*** Task data ***
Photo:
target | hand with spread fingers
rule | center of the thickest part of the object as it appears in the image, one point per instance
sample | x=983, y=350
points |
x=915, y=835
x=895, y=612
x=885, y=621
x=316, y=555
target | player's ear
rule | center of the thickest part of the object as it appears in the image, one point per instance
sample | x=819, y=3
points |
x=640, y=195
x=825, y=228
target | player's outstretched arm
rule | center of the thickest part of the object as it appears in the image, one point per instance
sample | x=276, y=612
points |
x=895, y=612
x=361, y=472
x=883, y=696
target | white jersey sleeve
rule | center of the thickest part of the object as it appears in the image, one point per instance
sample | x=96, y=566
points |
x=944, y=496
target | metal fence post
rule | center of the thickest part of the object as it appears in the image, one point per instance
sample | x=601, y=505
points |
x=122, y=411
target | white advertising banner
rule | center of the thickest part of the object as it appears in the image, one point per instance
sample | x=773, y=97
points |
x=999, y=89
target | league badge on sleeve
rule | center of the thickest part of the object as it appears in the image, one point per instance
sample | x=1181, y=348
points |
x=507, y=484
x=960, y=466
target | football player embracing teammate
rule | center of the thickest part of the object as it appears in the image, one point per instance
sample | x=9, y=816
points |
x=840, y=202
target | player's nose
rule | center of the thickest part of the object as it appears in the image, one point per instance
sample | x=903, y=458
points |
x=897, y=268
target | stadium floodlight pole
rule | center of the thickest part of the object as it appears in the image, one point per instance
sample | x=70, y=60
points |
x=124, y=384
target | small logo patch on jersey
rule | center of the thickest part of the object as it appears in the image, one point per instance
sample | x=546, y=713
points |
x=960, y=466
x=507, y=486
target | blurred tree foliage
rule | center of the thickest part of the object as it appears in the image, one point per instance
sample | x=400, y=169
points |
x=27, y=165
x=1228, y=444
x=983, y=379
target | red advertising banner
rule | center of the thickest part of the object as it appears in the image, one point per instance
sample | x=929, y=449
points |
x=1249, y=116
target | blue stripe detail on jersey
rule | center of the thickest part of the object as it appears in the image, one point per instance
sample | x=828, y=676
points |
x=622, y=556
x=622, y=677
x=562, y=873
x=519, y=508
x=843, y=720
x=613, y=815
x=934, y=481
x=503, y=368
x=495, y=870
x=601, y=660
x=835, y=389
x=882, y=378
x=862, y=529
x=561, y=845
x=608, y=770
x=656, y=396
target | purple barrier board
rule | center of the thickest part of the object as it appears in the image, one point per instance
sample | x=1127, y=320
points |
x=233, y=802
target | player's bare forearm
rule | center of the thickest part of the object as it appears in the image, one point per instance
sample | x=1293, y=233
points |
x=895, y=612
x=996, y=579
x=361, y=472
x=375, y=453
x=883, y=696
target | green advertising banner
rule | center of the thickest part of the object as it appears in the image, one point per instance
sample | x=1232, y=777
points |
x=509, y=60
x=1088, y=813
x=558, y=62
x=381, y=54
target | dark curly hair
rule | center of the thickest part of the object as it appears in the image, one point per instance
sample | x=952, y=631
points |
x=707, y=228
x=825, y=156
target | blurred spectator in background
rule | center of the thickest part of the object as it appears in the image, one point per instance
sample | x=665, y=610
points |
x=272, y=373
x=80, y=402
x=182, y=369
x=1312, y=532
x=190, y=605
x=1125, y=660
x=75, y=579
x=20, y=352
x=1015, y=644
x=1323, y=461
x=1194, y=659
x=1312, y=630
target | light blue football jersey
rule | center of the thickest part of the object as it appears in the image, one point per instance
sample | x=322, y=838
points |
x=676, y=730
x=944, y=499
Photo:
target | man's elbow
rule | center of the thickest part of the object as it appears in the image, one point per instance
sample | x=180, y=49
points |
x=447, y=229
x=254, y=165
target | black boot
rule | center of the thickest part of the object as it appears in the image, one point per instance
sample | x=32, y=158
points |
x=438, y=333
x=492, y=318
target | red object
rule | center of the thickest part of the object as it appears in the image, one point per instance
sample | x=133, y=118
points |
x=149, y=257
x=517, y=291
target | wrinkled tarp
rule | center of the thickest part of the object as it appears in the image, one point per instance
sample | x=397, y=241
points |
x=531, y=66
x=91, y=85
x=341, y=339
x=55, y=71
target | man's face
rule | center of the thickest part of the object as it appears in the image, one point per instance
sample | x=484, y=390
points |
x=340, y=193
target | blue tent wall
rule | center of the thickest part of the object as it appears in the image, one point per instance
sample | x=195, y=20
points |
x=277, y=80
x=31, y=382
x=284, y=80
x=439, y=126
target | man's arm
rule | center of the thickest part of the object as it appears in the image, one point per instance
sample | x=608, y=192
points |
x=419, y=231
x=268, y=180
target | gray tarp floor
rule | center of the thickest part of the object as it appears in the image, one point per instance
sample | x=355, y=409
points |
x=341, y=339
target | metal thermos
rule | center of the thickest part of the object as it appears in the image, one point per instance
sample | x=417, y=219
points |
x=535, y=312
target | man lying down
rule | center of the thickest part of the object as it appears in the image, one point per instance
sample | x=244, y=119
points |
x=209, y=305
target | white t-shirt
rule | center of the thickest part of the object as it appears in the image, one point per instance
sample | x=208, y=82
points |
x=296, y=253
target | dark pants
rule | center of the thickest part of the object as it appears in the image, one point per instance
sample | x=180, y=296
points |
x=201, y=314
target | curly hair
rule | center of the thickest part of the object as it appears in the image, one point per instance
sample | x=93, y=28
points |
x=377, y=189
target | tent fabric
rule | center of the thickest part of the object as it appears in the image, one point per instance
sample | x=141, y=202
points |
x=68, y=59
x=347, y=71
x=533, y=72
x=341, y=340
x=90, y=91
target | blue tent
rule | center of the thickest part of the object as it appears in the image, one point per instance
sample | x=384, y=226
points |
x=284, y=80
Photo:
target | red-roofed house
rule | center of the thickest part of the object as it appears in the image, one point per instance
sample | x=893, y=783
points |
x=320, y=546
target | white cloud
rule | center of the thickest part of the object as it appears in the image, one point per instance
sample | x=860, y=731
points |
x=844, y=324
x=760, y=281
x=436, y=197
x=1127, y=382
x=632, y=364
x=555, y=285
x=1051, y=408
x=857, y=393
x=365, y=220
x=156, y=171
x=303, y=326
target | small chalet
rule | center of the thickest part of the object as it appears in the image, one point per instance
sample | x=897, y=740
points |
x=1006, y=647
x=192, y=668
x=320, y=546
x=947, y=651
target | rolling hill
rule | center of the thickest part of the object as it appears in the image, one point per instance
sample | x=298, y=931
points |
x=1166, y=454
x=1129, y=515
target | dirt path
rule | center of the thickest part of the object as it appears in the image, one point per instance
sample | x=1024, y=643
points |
***
### Your instructions
Repeat only what lies between the first line of the data and the line containing "target | player's ear", both of those lines included, exactly as it stands.

### Answer area
Photo:
target | hand with spread fingers
rule | center of the thickest part of the object as it appears in the image, one point per instance
sample | x=983, y=350
points |
x=915, y=835
x=895, y=612
x=885, y=621
x=316, y=555
target | player's ear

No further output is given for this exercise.